_Exercise_: Reproduce every record below verbatim, keeping each line, character, and line break unchanged.
-------
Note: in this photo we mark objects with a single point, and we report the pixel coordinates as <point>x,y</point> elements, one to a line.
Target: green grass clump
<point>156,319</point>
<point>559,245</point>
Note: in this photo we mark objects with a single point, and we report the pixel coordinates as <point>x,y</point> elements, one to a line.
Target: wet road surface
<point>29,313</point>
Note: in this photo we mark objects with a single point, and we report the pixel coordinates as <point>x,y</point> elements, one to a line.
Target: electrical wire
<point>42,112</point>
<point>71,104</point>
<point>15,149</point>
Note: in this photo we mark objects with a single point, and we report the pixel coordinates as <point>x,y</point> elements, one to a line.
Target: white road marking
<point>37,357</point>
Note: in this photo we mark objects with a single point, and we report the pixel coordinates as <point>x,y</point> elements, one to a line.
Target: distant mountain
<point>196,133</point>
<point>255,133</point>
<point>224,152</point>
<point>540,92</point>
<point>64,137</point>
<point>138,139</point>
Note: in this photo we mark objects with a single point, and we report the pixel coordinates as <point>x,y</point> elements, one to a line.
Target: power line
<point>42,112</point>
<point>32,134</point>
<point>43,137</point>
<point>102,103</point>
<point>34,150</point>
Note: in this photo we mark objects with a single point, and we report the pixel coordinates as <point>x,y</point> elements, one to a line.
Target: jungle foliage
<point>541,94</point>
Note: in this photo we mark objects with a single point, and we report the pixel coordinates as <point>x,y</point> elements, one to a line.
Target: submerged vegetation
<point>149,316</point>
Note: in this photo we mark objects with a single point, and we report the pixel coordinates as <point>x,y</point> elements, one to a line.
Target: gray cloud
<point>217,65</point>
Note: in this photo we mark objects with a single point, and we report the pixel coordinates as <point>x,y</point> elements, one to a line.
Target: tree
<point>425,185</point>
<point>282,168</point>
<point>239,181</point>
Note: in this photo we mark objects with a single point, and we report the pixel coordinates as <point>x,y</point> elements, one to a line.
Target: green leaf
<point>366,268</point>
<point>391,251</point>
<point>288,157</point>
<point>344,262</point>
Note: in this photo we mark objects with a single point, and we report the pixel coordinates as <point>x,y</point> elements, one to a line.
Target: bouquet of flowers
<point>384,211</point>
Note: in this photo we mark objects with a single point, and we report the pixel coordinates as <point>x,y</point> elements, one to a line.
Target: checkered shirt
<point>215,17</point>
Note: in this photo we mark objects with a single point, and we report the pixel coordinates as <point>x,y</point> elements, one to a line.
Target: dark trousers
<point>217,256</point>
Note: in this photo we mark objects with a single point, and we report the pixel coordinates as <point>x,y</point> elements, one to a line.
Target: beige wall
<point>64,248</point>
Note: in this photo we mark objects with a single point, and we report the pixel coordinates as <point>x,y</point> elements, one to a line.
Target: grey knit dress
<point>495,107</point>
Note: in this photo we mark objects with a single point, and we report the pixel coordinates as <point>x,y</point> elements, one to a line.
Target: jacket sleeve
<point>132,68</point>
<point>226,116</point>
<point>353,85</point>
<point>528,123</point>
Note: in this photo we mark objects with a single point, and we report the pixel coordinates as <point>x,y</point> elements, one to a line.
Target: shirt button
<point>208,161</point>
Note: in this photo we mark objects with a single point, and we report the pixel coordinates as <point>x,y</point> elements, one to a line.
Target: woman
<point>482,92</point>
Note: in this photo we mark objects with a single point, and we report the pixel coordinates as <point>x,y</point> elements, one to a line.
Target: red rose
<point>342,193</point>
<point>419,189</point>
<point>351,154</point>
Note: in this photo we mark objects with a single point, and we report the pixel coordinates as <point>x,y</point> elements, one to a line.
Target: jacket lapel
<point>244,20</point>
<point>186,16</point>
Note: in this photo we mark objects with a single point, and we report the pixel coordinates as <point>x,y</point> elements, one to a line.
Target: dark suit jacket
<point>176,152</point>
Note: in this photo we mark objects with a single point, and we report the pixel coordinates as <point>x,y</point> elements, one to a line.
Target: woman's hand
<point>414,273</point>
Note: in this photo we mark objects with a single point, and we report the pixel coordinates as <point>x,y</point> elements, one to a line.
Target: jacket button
-------
_Task answer_:
Note: in this photo we mark objects with a single point, and we report the pixel coordinates as <point>x,y</point> elements, one to a line.
Target: green grass clump
<point>156,319</point>
<point>559,245</point>
Note: in this photo we mark objects with a single point, and we report the pixel coordinates as <point>x,y</point> elements, one to a line.
Target: wet road surface
<point>29,313</point>
Note: in this photo we mark objects with a single point, and we report the pixel coordinates as <point>x,y</point> elements, one to a line.
Target: electrical wire
<point>42,112</point>
<point>71,104</point>
<point>15,149</point>
Note: in this photo we mark objects with a single point, and we report the pixel coordinates as <point>x,y</point> elements, one to a line.
Target: white road marking
<point>37,357</point>
Note: in this photo we mark objects with a single point, and we report the pixel coordinates as <point>x,y</point> elements, one to a line.
Target: distant mountain
<point>196,133</point>
<point>255,133</point>
<point>224,152</point>
<point>540,92</point>
<point>64,137</point>
<point>138,139</point>
Note: in this photo we mark objects with a single point, and we report the pixel coordinates as <point>x,y</point> elements, one to a line.
Target: power line
<point>42,112</point>
<point>32,134</point>
<point>43,137</point>
<point>102,103</point>
<point>34,150</point>
Note: in this photo we mark objects with a single point, and we report the pixel coordinates as <point>x,y</point> elements, one to a line.
Target: jungle foliage
<point>541,94</point>
Note: in this photo we mark objects with a single point, and we report the pixel coordinates as <point>x,y</point> elements, one to a line.
Target: submerged vegetation
<point>149,316</point>
Note: in this photo we mark objects with a single point, and we report the pixel coordinates as <point>x,y</point> elements, one to a line.
Target: gray cloud
<point>217,65</point>
Note: in this photo we mark objects with a single point, and we report the pixel coordinates as <point>x,y</point> elements, one to a line.
Target: tree
<point>425,185</point>
<point>282,168</point>
<point>239,181</point>
Note: in this photo we mark objects with a single point, and we report the pixel coordinates as <point>x,y</point> elements, one to a line.
Target: green leaf
<point>366,268</point>
<point>391,251</point>
<point>288,157</point>
<point>344,262</point>
Note: in this photo we mark objects with a single point, and we report the pixel coordinates as <point>x,y</point> elements, one to a line.
Target: bouquet of flowers
<point>384,211</point>
Note: in this photo we mark objects with a single point, and we report the pixel coordinates as <point>x,y</point> elements, one to a line.
Target: checkered shirt
<point>215,17</point>
Note: in this photo we mark objects with a single point, and we report the pixel coordinates as <point>x,y</point> elements, one to a line.
Target: dark trousers
<point>217,256</point>
Note: in this photo we mark objects with a single point, and we report the pixel coordinates as <point>x,y</point> elements, one to a line.
Target: beige wall
<point>64,248</point>
Note: in this photo we mark objects with a single point, and we report the pixel coordinates as <point>x,y</point> elements, one to a line.
Target: grey knit dress
<point>495,107</point>
Note: in this photo we mark objects with a single point, and we report the pixel coordinates as <point>x,y</point> elements, one to a line.
Target: jacket sleeve
<point>132,68</point>
<point>226,116</point>
<point>353,85</point>
<point>528,123</point>
Note: in this photo we mark objects with a single point, and we report the pixel coordinates as <point>x,y</point> elements, one to a line.
Target: shirt button
<point>208,161</point>
Note: in this photo we mark objects with a single point, and we report the pixel coordinates as <point>x,y</point> elements, one to a line.
Target: woman
<point>482,92</point>
Note: in this photo we mark objects with a single point, and we report the pixel coordinates as <point>x,y</point> elements, one to a line.
Target: red rose
<point>342,193</point>
<point>419,189</point>
<point>351,154</point>
Note: in this photo we mark objects with a single point, and we report the pixel coordinates as <point>x,y</point> elements, one to a line.
Target: jacket lapel
<point>244,20</point>
<point>186,16</point>
Note: in this photo we mark objects with a single point, and we report the pixel coordinates as <point>x,y</point> elements, one to a line.
Target: dark suit jacket
<point>176,152</point>
Note: in this photo we mark objects with a single point, and we report the pixel coordinates as <point>x,y</point> elements, one to a line.
Target: woman's hand
<point>414,273</point>
Note: in this photo we mark objects with a single point, and we report the pixel coordinates as <point>x,y</point> elements, one to a line.
Target: jacket button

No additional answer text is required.